Could you restate word for word every line from the one containing "[tag] silver laptop" to the end of the records, and nothing else?
━━━━━━
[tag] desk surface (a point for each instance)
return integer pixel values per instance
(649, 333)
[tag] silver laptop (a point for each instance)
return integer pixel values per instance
━━━━━━
#### [Result of this task]
[tag] silver laptop (a point for each instance)
return integer pixel values per instance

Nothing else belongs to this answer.